▶ _OBJETIVOS_
1 - Segundo o trecho sobre Odilon Ribeiro Coutinho, o que já se chegou a dizer dele?
2 - Escreva a continuação do trecho sobre Odilon Ribeiro Coutinho a partir da última frase apresentada.

▶ _TRECHO FORNECIDO_
══════
Entre a aquisição de um livro e outro (que geraram, ao longo de sua vida, um riquíssimo acervo bibliográfico), participava de conselhos de entidades culturais, de conselhos de cultura, atuava como mecenas, protetor das artes, dos artistas. Mas, principalmente, trazia um clima de paz, de harmonia e de alegria a todos os ambientes que freqüentasse. Já se chegou a dizer dele que seria um escritor sem livros. Mas isso não é verdade. O problema é que sua generosidade era maior do que o desejo de perpetuar suas idéias - corajosas, originais e bem elaboradas - em livros convencionais. Talvez lhe desse mais prazer ajudar um amigo a publicar um livro; talvez lhe fosse mais interessante ver estampado nos rostos de seus ouvintes a admiração pelas suas palavras, que jorravam com graça e eloqüência incomuns. Por isso, amava tanto conversar, fazer palestras, interagir com o público. Talvez a grande obra de Odilon Ribeiro Coutinho resida mais na memória de quem teve a satisfação de ouvi-lo: eram histórias interessantíssimas (sobre Gilberto Freyre, por exemplo), que despertavam em todos uma admiração profunda. Mas não apenas histórias: também a defesa brilhante de idéias sobre este nosso Brasil.

Sua morte prematura deixou-nos a todos que, de algum modo, nos beneficiamos de sua sabedoria numa espécie de orfandade intelectual e afetiva, pois nele guardávamos uma grande referência não apenas no campo das ciências, mas da convivência com um espírito amoroso.
══════
▶ _LINHAS DE DADOS_
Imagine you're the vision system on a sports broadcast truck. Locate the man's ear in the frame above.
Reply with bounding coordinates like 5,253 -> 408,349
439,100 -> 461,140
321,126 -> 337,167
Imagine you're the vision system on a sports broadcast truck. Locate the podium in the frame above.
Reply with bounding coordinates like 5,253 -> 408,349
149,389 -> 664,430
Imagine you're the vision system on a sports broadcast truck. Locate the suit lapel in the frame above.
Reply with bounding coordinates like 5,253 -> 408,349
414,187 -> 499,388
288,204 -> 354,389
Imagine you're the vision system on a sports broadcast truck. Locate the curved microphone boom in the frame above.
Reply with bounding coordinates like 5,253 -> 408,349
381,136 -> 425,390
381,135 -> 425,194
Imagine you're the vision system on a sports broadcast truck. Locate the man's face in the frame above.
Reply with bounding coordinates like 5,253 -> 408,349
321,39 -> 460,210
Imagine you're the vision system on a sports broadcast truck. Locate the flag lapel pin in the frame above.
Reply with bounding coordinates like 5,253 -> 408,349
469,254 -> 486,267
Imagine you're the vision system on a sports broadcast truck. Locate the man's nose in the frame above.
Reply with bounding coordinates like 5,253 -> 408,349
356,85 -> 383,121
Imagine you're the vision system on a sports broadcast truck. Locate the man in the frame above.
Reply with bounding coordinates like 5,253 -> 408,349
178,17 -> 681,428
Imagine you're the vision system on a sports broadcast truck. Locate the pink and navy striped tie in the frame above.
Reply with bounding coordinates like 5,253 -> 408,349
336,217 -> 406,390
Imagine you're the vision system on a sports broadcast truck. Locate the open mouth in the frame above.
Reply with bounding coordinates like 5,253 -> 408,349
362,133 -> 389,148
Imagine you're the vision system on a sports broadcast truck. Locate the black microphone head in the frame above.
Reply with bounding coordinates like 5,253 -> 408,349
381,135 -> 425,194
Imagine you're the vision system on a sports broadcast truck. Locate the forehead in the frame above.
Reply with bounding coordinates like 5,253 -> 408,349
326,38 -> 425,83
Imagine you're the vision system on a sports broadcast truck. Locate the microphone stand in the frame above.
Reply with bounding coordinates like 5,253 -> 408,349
══════
▶ _RESPOSTAS EM ORDEM_
1 - Que seria um escritor sem livros.

2 -
Passados mais de um ano e meio de sua morte, sucedem-se ainda os atos de homenagem a ele; atos que perdurarão por muitos e muitos anos. A essas homenagens volto a me associar hoje, como o fiz em outras ocasiões, fazendo um apelo para que a imprensa, as enciclopédias, as academias, os centros de pesquisa mantenham acesa essa chama intelectual e crítica que lhe era própria.

Aos meus pares nesta Casa, que privaram da convivência do saudoso Odilon Ribeiro Coutinho, conclamo para que mantenhamos firmes os mesmos propósitos que animaram sua vida: a fé na construção de um Brasil solidário, de uma nacionalidade brasileira consistente e de um mundo em que a inteligência, aliada à generosidade, nos traga a cada dia a razão de viver e lutar.

Era o que tinha a dizer.

            Muito obrigado.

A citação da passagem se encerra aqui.